_TASK DETAILS_
Leave the images behind and copy every record exactly.

(Beginning of RECORD SET)

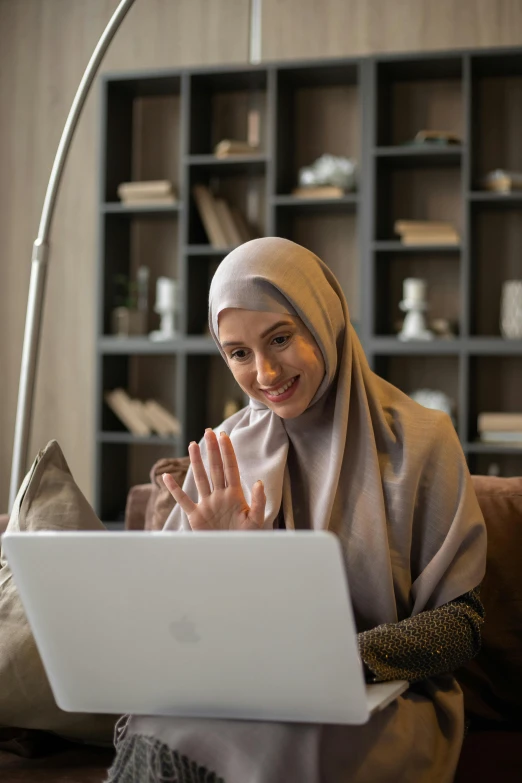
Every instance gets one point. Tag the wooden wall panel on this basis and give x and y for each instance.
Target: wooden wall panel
(44, 46)
(340, 28)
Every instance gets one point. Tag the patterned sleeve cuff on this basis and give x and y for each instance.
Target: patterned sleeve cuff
(433, 642)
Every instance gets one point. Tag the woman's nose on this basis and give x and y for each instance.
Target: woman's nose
(268, 371)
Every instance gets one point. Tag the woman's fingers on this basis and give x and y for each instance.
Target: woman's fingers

(End of RECORD SET)

_OUTPUT OF THE EXERCISE_
Every instance gets one point. Tag the wooden wall panel on this basis and give x and y for each instance.
Target: wooden wall panel
(44, 46)
(340, 28)
Every instance gets one point. Tag the patterned sleeve cuff on this basis and give x and y for each instance.
Target: patterned sleeve cuff
(433, 642)
Every instance gets one point. Tag the woman's nose on this basis and give x and y for each instance.
Target: woman's nose
(268, 371)
Every instance gets one point. Tag the woman's fingers on this basis and give x and y for each instance.
Target: woman's fingers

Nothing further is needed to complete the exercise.